• [EXERCISE DESCRIPTION]
Put every line of the records below into a numbered list, skipping blank lines. Leave the pictures out of your answer.

== DATA PROVIDED

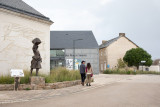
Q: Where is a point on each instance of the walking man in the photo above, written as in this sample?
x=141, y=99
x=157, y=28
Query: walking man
x=82, y=72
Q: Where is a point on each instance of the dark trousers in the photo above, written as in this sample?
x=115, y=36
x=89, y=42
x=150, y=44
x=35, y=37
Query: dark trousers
x=83, y=77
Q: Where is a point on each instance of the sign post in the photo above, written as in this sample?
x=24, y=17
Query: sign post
x=142, y=64
x=16, y=73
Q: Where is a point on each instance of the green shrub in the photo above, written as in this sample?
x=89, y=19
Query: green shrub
x=6, y=80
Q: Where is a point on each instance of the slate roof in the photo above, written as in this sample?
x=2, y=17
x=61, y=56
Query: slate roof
x=21, y=7
x=64, y=40
x=107, y=43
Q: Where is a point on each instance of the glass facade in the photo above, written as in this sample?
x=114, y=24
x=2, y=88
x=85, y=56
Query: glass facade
x=57, y=58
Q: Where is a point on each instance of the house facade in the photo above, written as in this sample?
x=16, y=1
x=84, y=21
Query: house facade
x=19, y=25
x=85, y=46
x=112, y=50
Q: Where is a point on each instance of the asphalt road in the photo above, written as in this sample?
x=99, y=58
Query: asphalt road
x=143, y=91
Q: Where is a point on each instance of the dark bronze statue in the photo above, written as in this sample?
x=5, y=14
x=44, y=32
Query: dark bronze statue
x=36, y=59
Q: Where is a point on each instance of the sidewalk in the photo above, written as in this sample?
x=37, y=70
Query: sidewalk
x=22, y=96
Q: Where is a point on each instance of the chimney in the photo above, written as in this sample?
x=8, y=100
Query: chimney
x=121, y=34
x=103, y=41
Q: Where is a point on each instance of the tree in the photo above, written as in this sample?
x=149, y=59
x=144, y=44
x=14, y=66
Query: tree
x=134, y=57
x=156, y=62
x=121, y=63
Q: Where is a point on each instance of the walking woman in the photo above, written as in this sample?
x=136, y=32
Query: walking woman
x=89, y=74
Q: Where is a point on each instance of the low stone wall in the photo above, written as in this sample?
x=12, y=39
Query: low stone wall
x=8, y=87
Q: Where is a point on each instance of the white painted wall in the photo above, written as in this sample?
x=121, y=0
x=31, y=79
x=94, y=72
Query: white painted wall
x=16, y=34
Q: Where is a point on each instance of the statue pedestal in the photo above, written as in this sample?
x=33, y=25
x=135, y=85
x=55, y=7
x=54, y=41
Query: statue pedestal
x=37, y=82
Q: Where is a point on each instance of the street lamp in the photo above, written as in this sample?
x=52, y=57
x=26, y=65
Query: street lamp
x=74, y=52
x=142, y=64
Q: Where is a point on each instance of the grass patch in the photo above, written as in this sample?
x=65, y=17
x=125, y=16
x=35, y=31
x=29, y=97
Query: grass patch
x=62, y=74
x=56, y=75
x=6, y=79
x=129, y=72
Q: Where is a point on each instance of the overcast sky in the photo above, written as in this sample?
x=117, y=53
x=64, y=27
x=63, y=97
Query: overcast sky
x=139, y=19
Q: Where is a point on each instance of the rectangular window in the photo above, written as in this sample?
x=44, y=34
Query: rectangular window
x=57, y=53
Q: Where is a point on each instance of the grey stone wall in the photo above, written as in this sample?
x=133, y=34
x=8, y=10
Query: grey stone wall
x=88, y=55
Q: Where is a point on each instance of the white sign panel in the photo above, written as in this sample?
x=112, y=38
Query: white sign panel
x=69, y=64
x=17, y=73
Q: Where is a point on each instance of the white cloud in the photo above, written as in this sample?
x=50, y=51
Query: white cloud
x=104, y=2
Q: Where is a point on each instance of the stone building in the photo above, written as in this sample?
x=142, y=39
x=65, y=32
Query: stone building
x=19, y=25
x=112, y=50
x=86, y=48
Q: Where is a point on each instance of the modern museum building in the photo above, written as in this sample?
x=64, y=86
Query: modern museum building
x=78, y=45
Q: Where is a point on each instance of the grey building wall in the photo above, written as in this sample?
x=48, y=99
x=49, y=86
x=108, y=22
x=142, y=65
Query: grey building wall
x=88, y=55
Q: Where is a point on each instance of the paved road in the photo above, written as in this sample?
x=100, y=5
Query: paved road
x=135, y=91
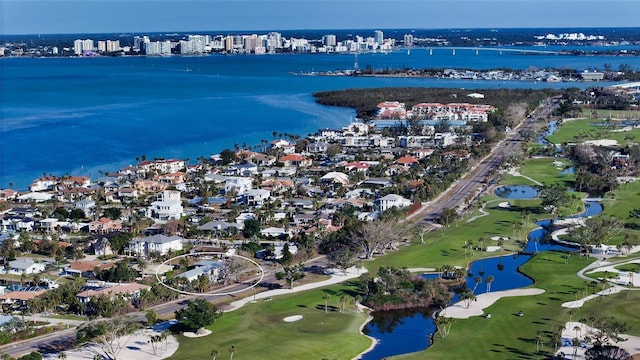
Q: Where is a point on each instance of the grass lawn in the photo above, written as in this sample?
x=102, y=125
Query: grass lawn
x=624, y=306
x=505, y=335
x=545, y=171
x=631, y=267
x=258, y=331
x=615, y=114
x=578, y=131
x=446, y=247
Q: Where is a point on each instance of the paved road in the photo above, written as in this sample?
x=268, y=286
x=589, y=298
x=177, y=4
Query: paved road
x=65, y=339
x=465, y=188
x=476, y=180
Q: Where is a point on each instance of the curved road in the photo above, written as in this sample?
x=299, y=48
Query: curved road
x=465, y=188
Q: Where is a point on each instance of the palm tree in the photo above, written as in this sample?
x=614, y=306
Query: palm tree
x=539, y=340
x=343, y=301
x=326, y=303
x=572, y=312
x=488, y=281
x=477, y=280
x=214, y=354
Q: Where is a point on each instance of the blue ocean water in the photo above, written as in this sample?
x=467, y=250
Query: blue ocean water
x=87, y=115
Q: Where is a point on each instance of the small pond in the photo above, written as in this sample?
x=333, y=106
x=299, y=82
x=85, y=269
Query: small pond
x=404, y=331
x=516, y=192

====

• [PROBLEM SOLUTION]
1. Q: Where is a point on each instance of the walking man in the photo above, written as in this sample?
2. x=141, y=99
3. x=157, y=28
4. Query: walking man
5. x=82, y=72
6. Q: Where is a point on each instance of the dark trousers in the photo above, written as in this sample?
7. x=115, y=36
8. x=89, y=42
9. x=150, y=44
10. x=35, y=37
11. Query: dark trousers
12. x=83, y=77
13. Q: Where is a point on each instance of the sign post in the photo above, written as in this sample?
14. x=24, y=17
15. Query: sign post
16. x=142, y=64
17. x=16, y=73
18. Q: Where is a point on each instance of the green shrub in the photo above, written as in this sample?
19. x=89, y=19
20. Query: green shrub
21. x=6, y=80
22. Q: Where is a point on each instance of the slate roof in the photo above, written as in this sample?
23. x=2, y=17
24. x=61, y=56
25. Query: slate roof
26. x=21, y=7
27. x=64, y=40
28. x=107, y=43
29. Q: Where is a point on each instance of the glass facade in the photo above, written as in this sample?
30. x=114, y=24
31. x=2, y=88
32. x=85, y=56
33. Query: glass facade
34. x=57, y=58
35. Q: Where is a point on each instance of the house facade in the photo above, written as in this sample?
36. x=16, y=1
37. x=84, y=21
38. Query: house facade
39. x=19, y=25
40. x=85, y=46
41. x=112, y=50
42. Q: Where is a point on each instance of the asphalt road in the photo above, written as in this sample?
43. x=99, y=58
44. Query: asphalt road
45. x=143, y=91
46. Q: Where is a point on each instance of the dark bronze statue in the photo above, written as in this sample?
47. x=5, y=14
48. x=44, y=32
49. Query: dark bronze statue
50. x=36, y=59
51. Q: Where is a point on each instance of the sidewalk in the photo above, written as in this sample?
52. x=37, y=70
53. Query: sidewalk
54. x=22, y=96
55. Q: Where is a point on each instance of the chimney in the photo above, written as in this sample?
56. x=8, y=100
57. Query: chimney
58. x=121, y=34
59. x=103, y=41
60. Q: Where is a point on each instance of the tree in the photo above, written as in this sample?
61. x=149, y=59
62. x=144, y=44
63. x=14, y=66
64. Query: tree
65. x=134, y=57
66. x=156, y=62
67. x=121, y=63
68. Q: Where is a point on each instance of the walking woman in the photo above, written as in this sample?
69. x=136, y=32
70. Query: walking woman
71. x=89, y=74
72. Q: Where is a point on each instance of the low stone wall in the photo above, written as in this sample?
73. x=12, y=39
74. Query: low stone wall
75. x=8, y=87
76. Q: Where is a point on each instance of the white painted wall in the photo above, written as in this sample?
77. x=121, y=0
78. x=31, y=79
79. x=94, y=72
80. Query: white painted wall
81. x=16, y=34
82. Q: Where is a point on each instance of the statue pedestal in the photo above, written as in this sample?
83. x=33, y=25
84. x=135, y=85
85. x=55, y=7
86. x=54, y=41
87. Query: statue pedestal
88. x=37, y=82
89. Q: Where is a point on each instance of the street lamp in the photo above, written as in this sample?
90. x=52, y=57
91. x=26, y=65
92. Query: street lamp
93. x=74, y=52
94. x=142, y=64
95. Q: Where is a point on each instance of the grass patch in the photo above, written as in this sample?
96. x=65, y=17
97. x=125, y=16
98. x=35, y=31
99. x=29, y=97
100. Query: grass patch
101. x=62, y=74
102. x=56, y=75
103. x=6, y=79
104. x=129, y=72
105. Q: Where is a point on each instance of the overcast sky in the photo above, written as in this sample?
106. x=117, y=53
107. x=64, y=27
108. x=63, y=97
109. Query: overcast sky
110. x=139, y=19
111. Q: Where is a point on each instance of the rectangular window in the photo above, written as in this sample?
112. x=44, y=34
113. Query: rectangular window
114. x=57, y=53
115. Q: Where is a point on each instance of the grey stone wall in the photo above, written as in this sample?
116. x=133, y=34
117. x=8, y=10
118. Query: grey stone wall
119. x=88, y=55
120. Q: Where is a point on each instance of the white sign panel in the photo above, written as in this sample?
121. x=112, y=38
122. Query: white sign panel
123. x=69, y=64
124. x=17, y=73
125. Q: Where is a point on each instance of the white cloud in the photo above, written as in this sample?
126. x=50, y=51
127. Query: white cloud
128. x=104, y=2
129. Q: Where is a point on each instance of the stone building in the photo above, written as in this sample?
130. x=142, y=39
131. x=65, y=32
132. Query: stone building
133. x=19, y=25
134. x=112, y=50
135. x=86, y=48
136. Q: Where is a point on each instance of the modern museum building in the photo above, written as in this sample?
137. x=64, y=86
138. Query: modern museum building
139. x=78, y=45
140. Q: Where is a point on each instance of the grey building wall in the photo above, written as in this sample?
141. x=48, y=99
142. x=49, y=86
143. x=108, y=22
144. x=142, y=65
145. Query: grey building wall
146. x=88, y=55
147. Q: Where is a point on each instance of the paved road in the photo above, written as in this sample?
148. x=100, y=5
149. Query: paved road
150. x=135, y=91
151. Q: Where is a point on each instance of the grass lawn in the photo above, written as in this sample?
152. x=102, y=125
153. Query: grass lawn
154. x=624, y=306
155. x=505, y=335
156. x=545, y=171
157. x=631, y=267
158. x=258, y=331
159. x=615, y=114
160. x=578, y=131
161. x=446, y=247
162. Q: Where is a point on each instance of the paved road in the photo above, written as in this sample?
163. x=268, y=286
164. x=589, y=298
165. x=177, y=4
166. Query: paved road
167. x=65, y=339
168. x=465, y=188
169. x=476, y=180
170. Q: Where is a point on each instance of the curved road in the photo above, written as in this sample?
171. x=299, y=48
172. Query: curved road
173. x=465, y=188
174. Q: Where is a point on each instance of the palm tree in the photo above, written as in this sample?
175. x=614, y=306
176. Query: palm tree
177. x=539, y=340
178. x=343, y=301
179. x=326, y=303
180. x=572, y=312
181. x=488, y=281
182. x=477, y=280
183. x=214, y=354
184. Q: Where is a point on each instance of the blue ocean water in the photo above, written as in this sample?
185. x=467, y=250
186. Query: blue ocean water
187. x=87, y=115
188. Q: Where is a point on each instance of the small pond in the photo above, written as in this sample?
189. x=333, y=106
190. x=299, y=82
191. x=85, y=269
192. Query: small pond
193. x=404, y=331
194. x=516, y=192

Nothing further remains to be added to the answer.